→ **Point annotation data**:
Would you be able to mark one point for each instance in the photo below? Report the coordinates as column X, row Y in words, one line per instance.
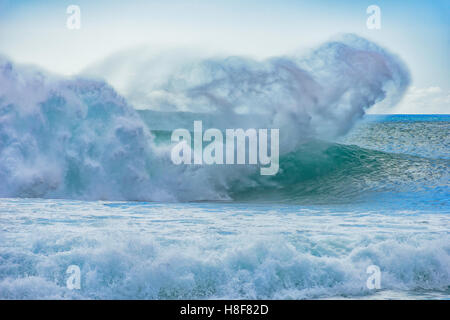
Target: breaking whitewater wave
column 77, row 138
column 212, row 250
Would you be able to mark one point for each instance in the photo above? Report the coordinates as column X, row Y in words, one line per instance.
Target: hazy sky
column 418, row 31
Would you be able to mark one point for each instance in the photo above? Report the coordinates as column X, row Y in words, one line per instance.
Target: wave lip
column 77, row 138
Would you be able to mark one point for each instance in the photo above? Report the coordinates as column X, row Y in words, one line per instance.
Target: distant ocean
column 377, row 196
column 87, row 182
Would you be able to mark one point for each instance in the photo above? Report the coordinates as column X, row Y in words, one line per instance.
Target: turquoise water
column 377, row 196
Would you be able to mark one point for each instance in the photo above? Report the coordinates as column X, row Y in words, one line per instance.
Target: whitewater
column 86, row 179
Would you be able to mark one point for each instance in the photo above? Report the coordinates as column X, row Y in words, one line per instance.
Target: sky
column 417, row 31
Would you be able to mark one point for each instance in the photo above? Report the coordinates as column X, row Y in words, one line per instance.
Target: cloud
column 429, row 100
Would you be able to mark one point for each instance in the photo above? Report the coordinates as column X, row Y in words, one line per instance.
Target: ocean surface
column 378, row 195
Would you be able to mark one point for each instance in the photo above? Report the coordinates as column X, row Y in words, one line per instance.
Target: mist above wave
column 78, row 138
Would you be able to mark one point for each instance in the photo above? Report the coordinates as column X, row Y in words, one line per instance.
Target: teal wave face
column 322, row 172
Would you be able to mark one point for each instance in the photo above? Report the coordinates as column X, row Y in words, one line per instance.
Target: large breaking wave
column 78, row 138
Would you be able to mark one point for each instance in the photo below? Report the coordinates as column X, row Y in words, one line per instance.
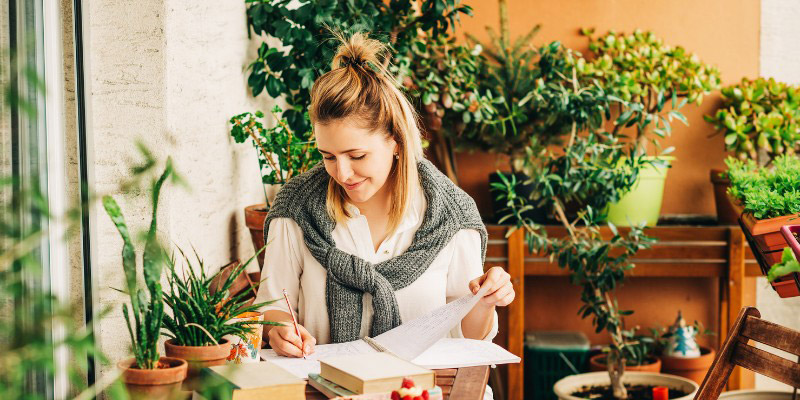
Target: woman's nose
column 343, row 170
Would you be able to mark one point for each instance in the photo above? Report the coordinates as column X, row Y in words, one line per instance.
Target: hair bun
column 359, row 51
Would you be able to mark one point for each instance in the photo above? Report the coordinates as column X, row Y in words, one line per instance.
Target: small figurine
column 681, row 341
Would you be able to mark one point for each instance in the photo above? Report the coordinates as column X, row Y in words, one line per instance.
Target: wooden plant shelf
column 681, row 251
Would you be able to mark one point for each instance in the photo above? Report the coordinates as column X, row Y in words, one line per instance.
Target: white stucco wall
column 780, row 59
column 170, row 73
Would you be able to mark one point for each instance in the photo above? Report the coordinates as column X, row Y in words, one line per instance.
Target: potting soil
column 635, row 392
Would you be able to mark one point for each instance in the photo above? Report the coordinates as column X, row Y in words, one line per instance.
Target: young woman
column 375, row 235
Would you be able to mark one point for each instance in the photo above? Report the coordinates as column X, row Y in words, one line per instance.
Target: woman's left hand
column 500, row 291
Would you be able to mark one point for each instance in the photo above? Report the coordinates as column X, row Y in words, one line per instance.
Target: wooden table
column 457, row 383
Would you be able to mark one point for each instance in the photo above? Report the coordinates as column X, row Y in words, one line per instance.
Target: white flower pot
column 566, row 386
column 756, row 395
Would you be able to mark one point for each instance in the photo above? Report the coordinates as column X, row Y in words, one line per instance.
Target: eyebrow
column 346, row 151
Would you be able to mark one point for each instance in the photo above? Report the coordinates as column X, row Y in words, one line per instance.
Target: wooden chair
column 736, row 351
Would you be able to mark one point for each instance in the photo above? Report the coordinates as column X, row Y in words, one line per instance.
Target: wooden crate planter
column 767, row 243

→ **Set task**: Copy the listing word for word from its first line through the line that contains "column 378, row 195", and leave the pictures out of your copy.

→ **In response**:
Would you be able to mark one point for each instance in the photo below? Report the coordinates as column X, row Y in words, one line per instance.
Target: breaking whitewater wave
column 77, row 138
column 212, row 250
Would you be able to mark one point for each instance in the photo above? Report the coordinates as column X, row Y in words, one line per instance.
Target: hazy sky
column 418, row 31
Would you be able to mark one point for each instance in the photo above? Report the coordinates as column X, row Y in words, one line per instance.
Target: wave lip
column 77, row 138
Would you be able to mark one point for each instance in the photo above? Report the coordinates as column X, row Y in words, one line per instance.
Target: distant ocean
column 377, row 196
column 87, row 182
Would you be able to mark one point for each instance in the photo above? Report the coordinates as column X, row Y in words, one line per instance.
Target: turquoise water
column 377, row 196
Would you be able to mark one point for each instance in the photo above? Report the coordinates as column X, row Y in words, one line per instance.
Target: whitewater
column 86, row 179
Would you be able to mark one point for each instance in the photo above? Report the coordinates as column X, row Y in words, one line per instance.
Target: sky
column 417, row 31
Would you be able to mark one point for each instance in the photo above? Report the coordinates as column X, row Y in words, one line per instance.
Target: cloud
column 429, row 100
Would you be able to mark one point for each instance in the photo above? Report the coordinates as column X, row Y in words, one line per instance.
Target: ocean surface
column 378, row 195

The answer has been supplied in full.